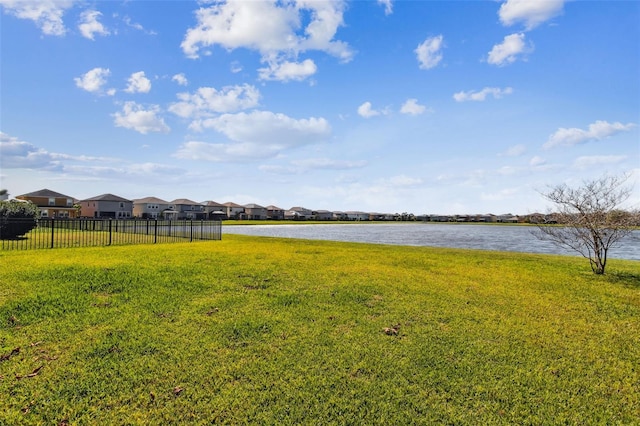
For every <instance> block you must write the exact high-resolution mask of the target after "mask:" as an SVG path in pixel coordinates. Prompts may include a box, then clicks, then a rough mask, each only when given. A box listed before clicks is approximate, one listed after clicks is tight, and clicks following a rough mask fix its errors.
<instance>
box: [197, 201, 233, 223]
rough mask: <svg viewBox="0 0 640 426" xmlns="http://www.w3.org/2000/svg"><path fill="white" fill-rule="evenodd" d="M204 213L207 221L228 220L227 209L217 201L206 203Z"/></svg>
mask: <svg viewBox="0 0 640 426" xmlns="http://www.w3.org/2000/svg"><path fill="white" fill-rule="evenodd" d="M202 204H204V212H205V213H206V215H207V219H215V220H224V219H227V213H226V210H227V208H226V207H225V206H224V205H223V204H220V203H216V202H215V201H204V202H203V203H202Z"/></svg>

==

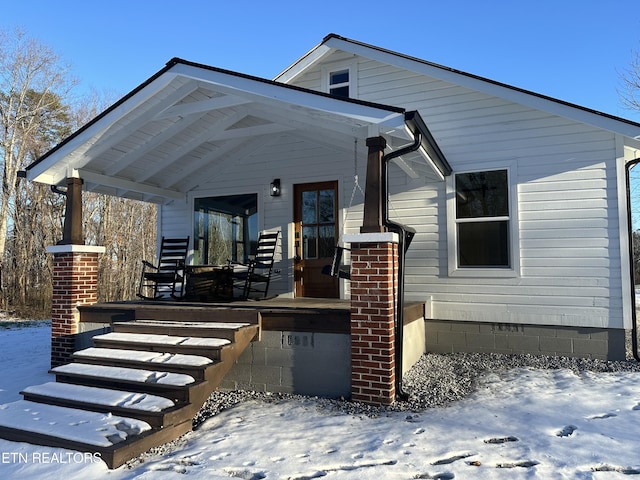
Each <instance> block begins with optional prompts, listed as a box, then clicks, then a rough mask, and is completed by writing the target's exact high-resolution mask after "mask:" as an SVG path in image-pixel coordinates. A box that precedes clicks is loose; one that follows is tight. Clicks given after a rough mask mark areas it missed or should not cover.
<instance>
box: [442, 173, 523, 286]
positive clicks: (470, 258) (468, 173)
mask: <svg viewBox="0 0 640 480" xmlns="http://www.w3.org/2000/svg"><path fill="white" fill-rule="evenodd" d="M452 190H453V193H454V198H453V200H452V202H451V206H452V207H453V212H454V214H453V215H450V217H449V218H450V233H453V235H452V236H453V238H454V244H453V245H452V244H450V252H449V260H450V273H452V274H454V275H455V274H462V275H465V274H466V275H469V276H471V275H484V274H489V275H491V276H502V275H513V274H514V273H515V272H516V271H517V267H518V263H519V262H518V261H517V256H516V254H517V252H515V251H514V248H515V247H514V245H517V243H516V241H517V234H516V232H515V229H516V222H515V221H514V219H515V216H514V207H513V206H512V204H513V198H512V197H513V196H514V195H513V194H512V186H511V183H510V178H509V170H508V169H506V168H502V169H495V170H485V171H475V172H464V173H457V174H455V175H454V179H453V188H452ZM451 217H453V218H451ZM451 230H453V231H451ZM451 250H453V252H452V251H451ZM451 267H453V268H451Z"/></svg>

---

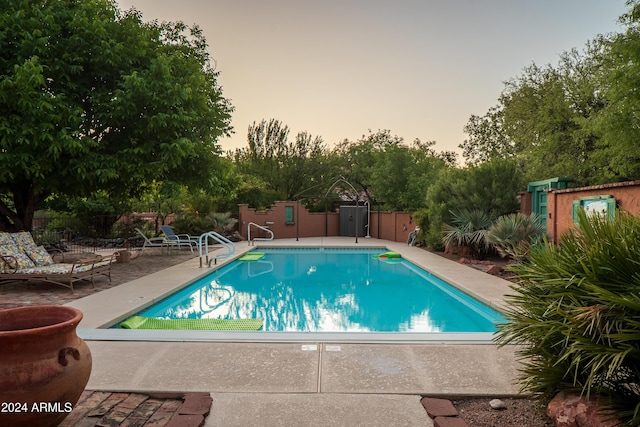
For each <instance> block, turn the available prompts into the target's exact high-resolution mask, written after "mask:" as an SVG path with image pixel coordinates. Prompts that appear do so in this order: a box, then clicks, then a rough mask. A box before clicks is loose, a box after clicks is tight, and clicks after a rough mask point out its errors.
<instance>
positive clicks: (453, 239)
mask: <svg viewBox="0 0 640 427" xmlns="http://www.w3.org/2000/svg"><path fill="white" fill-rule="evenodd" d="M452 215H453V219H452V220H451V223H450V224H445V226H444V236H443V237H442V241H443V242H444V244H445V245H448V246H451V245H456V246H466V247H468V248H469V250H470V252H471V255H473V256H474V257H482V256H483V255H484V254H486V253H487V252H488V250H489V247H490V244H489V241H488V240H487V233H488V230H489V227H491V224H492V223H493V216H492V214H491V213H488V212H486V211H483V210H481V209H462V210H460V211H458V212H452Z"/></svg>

**Job item:**
Count the lines of the material that contain the string "before". Give only the number.

**Finished task:**
2